start

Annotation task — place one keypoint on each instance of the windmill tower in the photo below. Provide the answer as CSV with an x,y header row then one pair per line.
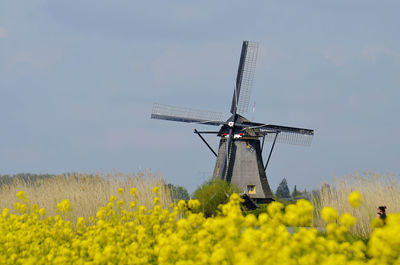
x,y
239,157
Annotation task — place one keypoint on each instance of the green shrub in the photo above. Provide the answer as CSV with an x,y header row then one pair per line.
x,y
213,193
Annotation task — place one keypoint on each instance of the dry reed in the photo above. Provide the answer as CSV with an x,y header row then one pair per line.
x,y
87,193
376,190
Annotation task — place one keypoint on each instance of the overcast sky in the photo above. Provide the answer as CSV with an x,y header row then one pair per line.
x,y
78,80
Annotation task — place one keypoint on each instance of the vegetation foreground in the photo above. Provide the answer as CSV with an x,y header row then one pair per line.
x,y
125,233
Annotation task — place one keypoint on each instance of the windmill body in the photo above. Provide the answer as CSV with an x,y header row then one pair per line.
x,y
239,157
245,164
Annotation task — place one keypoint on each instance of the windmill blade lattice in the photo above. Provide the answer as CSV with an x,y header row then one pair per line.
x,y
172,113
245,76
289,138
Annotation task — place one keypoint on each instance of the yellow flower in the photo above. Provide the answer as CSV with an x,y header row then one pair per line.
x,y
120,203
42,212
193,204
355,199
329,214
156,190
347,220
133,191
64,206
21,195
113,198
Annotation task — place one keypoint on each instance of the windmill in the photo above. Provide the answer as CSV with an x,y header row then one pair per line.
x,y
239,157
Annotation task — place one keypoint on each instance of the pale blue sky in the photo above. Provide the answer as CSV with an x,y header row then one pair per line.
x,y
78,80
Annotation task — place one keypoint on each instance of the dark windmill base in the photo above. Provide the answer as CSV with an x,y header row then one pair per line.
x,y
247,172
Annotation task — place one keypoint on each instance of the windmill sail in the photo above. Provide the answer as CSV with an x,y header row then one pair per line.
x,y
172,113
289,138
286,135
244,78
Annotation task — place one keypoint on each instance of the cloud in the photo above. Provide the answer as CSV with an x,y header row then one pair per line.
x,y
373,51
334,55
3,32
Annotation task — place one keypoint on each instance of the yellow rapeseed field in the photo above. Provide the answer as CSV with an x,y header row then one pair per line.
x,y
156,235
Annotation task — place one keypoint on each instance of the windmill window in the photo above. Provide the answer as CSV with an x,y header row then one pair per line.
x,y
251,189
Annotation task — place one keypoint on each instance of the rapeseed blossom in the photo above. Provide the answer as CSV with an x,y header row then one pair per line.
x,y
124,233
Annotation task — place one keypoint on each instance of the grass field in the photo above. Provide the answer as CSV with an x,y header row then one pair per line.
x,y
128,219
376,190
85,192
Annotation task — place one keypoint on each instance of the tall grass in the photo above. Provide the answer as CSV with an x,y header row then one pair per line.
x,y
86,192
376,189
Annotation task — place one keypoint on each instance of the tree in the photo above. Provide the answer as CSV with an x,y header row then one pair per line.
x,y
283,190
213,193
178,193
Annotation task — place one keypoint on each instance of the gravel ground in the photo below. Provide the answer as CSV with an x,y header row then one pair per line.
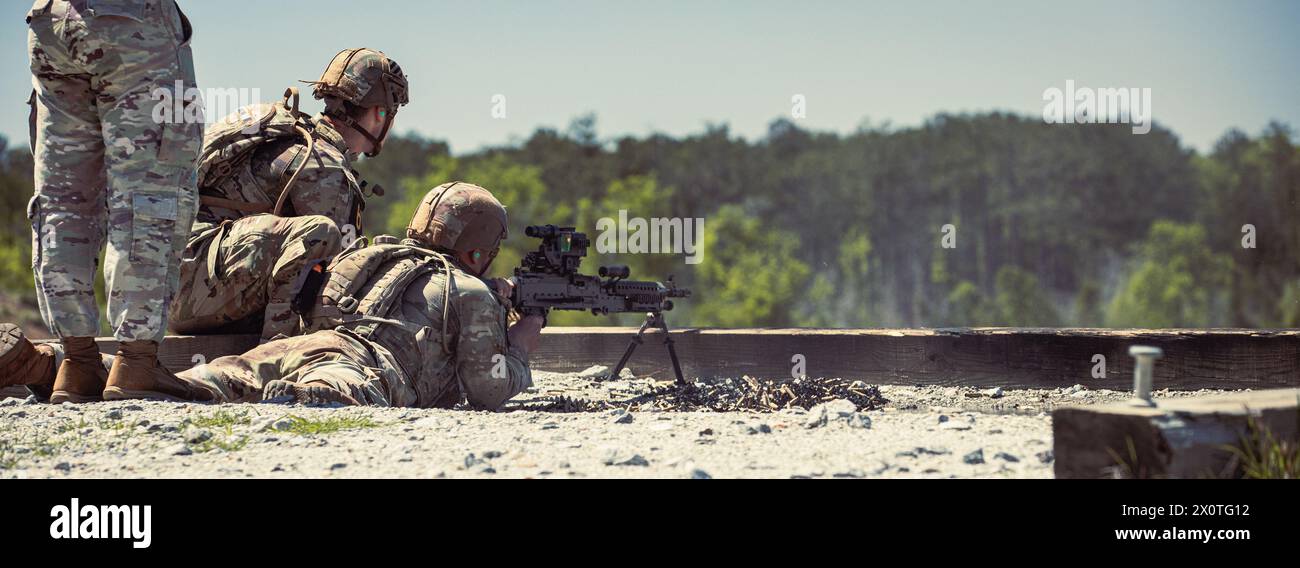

end

** WORK TO BE COMPLETED **
Each record above should be copied character for character, with pictures dropped.

** FULL SOLUTION **
Annotation task — place one keypoint on each instance of the windmill tower in the photo below. Provide the answer as CSV with an x,y header row then one pair per line.
x,y
239,157
Annotation task — place one keypoint on each instance of the green shrub in the photo above. Provide the answer as CSV with an x,y header row then one pair per line.
x,y
213,193
Annotation task — place one keypoint on each instance of the dry reed in the photo above. Provide the answer as CSV with an x,y header row then one pair per line.
x,y
87,193
376,190
Annotation task — place one keypoint on each instance of the overcast sky in the photo above. Provide the answer as CSV with an x,y header row then one pair per line.
x,y
78,80
Annotation task — place one keypoint on each instance of the vegetation foreground in the photo above. Provide the answer as CSV with an x,y header row then one pair per line.
x,y
125,233
Annotation task — place one keypoint on each instance of the windmill body in the photo above. Provide the answer as CSV with an x,y header row then one pair per line.
x,y
239,157
245,164
Annotation task — place one keypoint on each instance of the windmill blade lattice in the photo above. Provide the answer as CSV with an x,y header row then one pair per line.
x,y
172,113
245,76
289,138
Annotation task — place one keypoint on each instance of the yellow flower in the photo above. Provide the answer as CSV with an x,y header row then one pair per line.
x,y
120,203
42,212
193,204
355,199
329,214
156,190
347,220
133,191
64,206
21,195
113,198
Annotation task — place one keypoint on each instance of the windmill in the photo above. Provide the answer as CSV with an x,y header row then one pair per line.
x,y
239,157
Annotation task — place one keypoint on each instance of the pale blue sky in the photo above. Provide the answer as CSV with an x,y header row then one pair per line.
x,y
78,80
Annotation task — place one keypoint on each instance of the dark windmill base in the photo above. Provide the answer as CSV with an x,y header row then one pair per line.
x,y
247,172
Annotation task — place one keypoint on each instance of the windmill sail in the photo above. Provide the answer as CSV with an x,y header row then one pair per line.
x,y
172,113
289,138
286,135
244,78
Annotation task — place one keypoint on each instance of the cloud in the photo above. Provide the answer as CSV with an x,y header row then one pair per line.
x,y
373,51
334,55
3,32
Annotation task — place one keypoint on each instance of the yellow rapeseed field in the photo above. Provide the answer as CSV with an x,y header row then one pair per line.
x,y
156,235
Annotation task — place one keypoint on each instance of the windmill window in the photo above. Provide the answer as CSV with an x,y header row then one pair per line.
x,y
251,189
Annotation task — place one keypoint on each instance of the rapeseed blossom in the photo above. Provide the answer as CSV with an x,y header row then one pair per line.
x,y
124,233
Annotation task — place one keypoint on each instance of the grass field in the photo above. Provide the answer as CSV with an x,y header row then one pair per line.
x,y
128,219
376,190
85,192
Annotation task — place one keypoint on each instance of the tall grass in the photo above. Provide the answer as CSV with an x,y header row then one pair per line.
x,y
86,192
376,189
Annotation task — place one keypoint on each instance of the tree in the photo above. Provide the answer as CSV with an x,y header row then one pair per line.
x,y
283,190
213,193
178,193
Annotation task — place one keypoint on each instance of the gravel ground in the photo below. Provide the answer as CSV with an x,y header row then one pair per line.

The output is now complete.